Required work: Your reply should reproduce each record precisely as written.

Data Start Marker

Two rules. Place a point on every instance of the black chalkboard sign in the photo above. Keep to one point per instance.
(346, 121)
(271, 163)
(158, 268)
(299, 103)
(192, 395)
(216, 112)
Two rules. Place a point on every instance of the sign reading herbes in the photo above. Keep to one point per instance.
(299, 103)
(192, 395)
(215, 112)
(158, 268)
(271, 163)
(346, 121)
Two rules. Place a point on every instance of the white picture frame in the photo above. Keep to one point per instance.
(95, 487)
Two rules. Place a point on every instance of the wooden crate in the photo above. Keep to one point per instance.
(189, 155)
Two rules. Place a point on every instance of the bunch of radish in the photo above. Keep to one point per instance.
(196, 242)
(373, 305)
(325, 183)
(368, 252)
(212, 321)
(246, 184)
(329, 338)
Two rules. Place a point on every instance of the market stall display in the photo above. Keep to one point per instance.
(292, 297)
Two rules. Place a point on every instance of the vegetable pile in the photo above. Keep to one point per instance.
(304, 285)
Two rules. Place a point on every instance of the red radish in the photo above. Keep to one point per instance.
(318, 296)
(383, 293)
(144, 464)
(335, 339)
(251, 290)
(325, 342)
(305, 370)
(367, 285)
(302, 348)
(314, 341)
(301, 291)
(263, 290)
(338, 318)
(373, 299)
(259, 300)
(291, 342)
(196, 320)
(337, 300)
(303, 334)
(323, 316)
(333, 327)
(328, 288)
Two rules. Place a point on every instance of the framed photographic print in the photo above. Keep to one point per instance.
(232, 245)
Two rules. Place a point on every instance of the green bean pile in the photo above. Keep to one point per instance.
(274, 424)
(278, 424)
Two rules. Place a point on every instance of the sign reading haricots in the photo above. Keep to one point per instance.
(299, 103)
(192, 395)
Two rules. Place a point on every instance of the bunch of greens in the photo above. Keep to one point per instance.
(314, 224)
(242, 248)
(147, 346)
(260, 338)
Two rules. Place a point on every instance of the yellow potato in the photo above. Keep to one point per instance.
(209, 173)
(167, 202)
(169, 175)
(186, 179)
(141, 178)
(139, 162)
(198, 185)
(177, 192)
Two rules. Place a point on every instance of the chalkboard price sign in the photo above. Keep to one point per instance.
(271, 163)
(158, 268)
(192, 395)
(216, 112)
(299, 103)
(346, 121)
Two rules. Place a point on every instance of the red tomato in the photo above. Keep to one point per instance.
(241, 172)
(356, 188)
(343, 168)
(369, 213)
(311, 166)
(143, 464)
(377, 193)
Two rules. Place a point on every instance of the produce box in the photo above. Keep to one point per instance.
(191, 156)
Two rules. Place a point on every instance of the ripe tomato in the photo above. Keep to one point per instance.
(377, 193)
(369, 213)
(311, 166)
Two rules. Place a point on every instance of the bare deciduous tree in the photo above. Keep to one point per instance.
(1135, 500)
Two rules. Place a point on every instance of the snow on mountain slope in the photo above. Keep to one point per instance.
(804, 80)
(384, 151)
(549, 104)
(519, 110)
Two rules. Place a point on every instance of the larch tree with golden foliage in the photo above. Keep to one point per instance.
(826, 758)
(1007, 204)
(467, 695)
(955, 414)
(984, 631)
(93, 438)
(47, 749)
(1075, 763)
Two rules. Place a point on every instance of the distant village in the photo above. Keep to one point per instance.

Data End Marker

Exercise response:
Two rules. Place a point on every instance of the black chalkboard sign in the photo above. Keep to one point per instance.
(346, 121)
(271, 163)
(158, 268)
(299, 103)
(192, 395)
(216, 112)
Two rules. Place a point on every instance of the sign reading herbes in the photo above. Keep to one point per instance.
(299, 103)
(192, 395)
(215, 112)
(158, 268)
(271, 163)
(346, 121)
Two rules. Place a point on every instance of the white picture frame in the photo above. Keep to one point per instance.
(95, 487)
Two rules. Place a point on every instance of the wooden crate in the photo above. Keep to one point per instance.
(189, 155)
Two rules. Place a point on every instance of the bunch of radish in the photo above. Keep to one point per instance.
(196, 242)
(373, 305)
(325, 183)
(368, 252)
(212, 321)
(246, 184)
(329, 338)
Two rules. Place a point on every instance of the market stall display in the photo above. Keep to one point per instance.
(292, 297)
Two rules. Place a point on every instance of the vegetable pile in the photo above. Keep to one point per instance.
(304, 285)
Two rules. Place a point on every instance of the red radish in the photo above. Keep to one point per instance.
(318, 296)
(383, 293)
(144, 464)
(335, 339)
(251, 290)
(325, 342)
(305, 370)
(367, 285)
(302, 348)
(314, 341)
(301, 291)
(263, 290)
(338, 318)
(373, 299)
(259, 300)
(291, 342)
(196, 320)
(337, 300)
(303, 334)
(323, 316)
(333, 327)
(328, 288)
Two rules. Place a point on every instance of the framed photographic print in the photo above. Keep to one point per instance.
(232, 245)
Two rules. Place a point on every instance of the green bean pile in the photo above. Keep to one point per instance.
(274, 424)
(278, 424)
Two rules. Place a point on every instance of the sign reading haricots in the photo above. Keep to one point per instance.
(299, 103)
(192, 395)
Two rules. Place a point on every instance of the bunch of greens in the photo above. Keep to one point per instance.
(314, 224)
(242, 248)
(147, 346)
(260, 338)
Two rules. Place a point on every instance of the yellow potato in the photo above. Keep to one point per instance.
(209, 173)
(167, 202)
(169, 175)
(186, 179)
(141, 178)
(139, 162)
(198, 185)
(177, 192)
Two rules. Place a point on every instance of the chalkboard price sign in the photo above. Keep to one point per instance.
(271, 163)
(158, 268)
(192, 395)
(216, 112)
(299, 103)
(346, 121)
Two rules. Place a point on every instance of the red tomato in the photo above. Keep to one point per instance.
(241, 172)
(356, 188)
(343, 168)
(369, 213)
(311, 166)
(143, 464)
(377, 193)
Two rules. Place a point on every instance of the produce box in the photo above. Keep to one point per instance.
(191, 156)
Two rules. Place a point on every instance of the ripe tomato in the photo above. Keep to one point per instance.
(377, 193)
(369, 213)
(311, 166)
Two rules. Place a point on every instance of the bare deciduous tree in the photo above. Keep to one point per instance.
(1135, 500)
Two rules. Place a point on every instance of the snow on mountain slope in the photo above. Keep to one point per instance.
(804, 80)
(384, 151)
(549, 104)
(519, 110)
Two rules. Place a point on every instance of the larch tree with golden foliage in the photo above. Keep to one point per instance.
(826, 758)
(1007, 204)
(467, 695)
(955, 414)
(984, 631)
(93, 438)
(47, 749)
(1075, 763)
Two rules. Place a point on every instance of the distant village in the photo above. Keep to one point per instance.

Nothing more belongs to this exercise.